DATA TO PROCESS:

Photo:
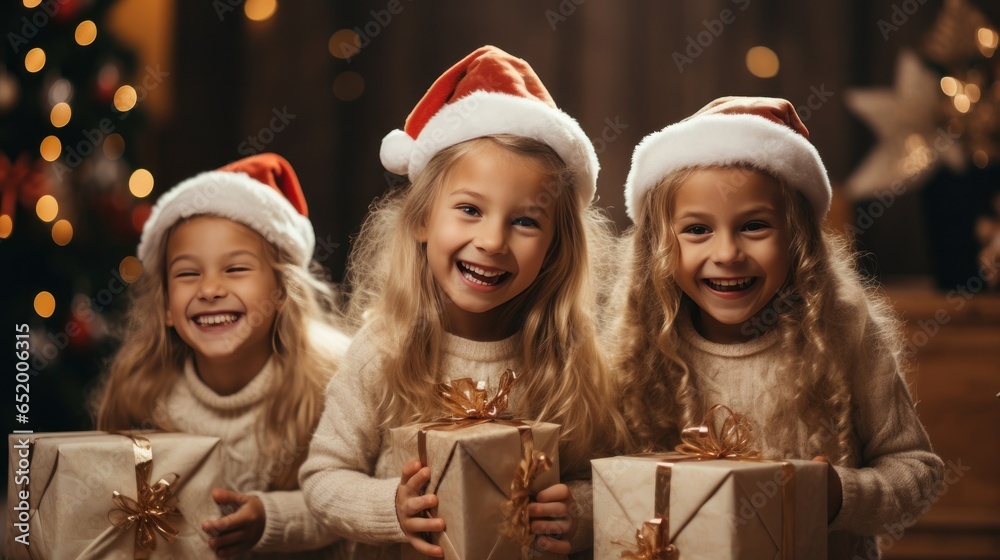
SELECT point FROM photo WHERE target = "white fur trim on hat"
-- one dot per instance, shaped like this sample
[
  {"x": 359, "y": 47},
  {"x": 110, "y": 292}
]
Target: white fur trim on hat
[
  {"x": 484, "y": 113},
  {"x": 238, "y": 197},
  {"x": 725, "y": 140}
]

INSTRUCTIONS FOR THE TASK: Transcribe the data completely. No pictures should appear in the transcription.

YOUR SOLUTION:
Photo:
SELECT point FROM photo WHERE target = "white fur trim on hat"
-- one dot per instance, shaped like this sample
[
  {"x": 359, "y": 47},
  {"x": 110, "y": 292}
]
Target: white fur trim on hat
[
  {"x": 484, "y": 113},
  {"x": 238, "y": 197},
  {"x": 725, "y": 140}
]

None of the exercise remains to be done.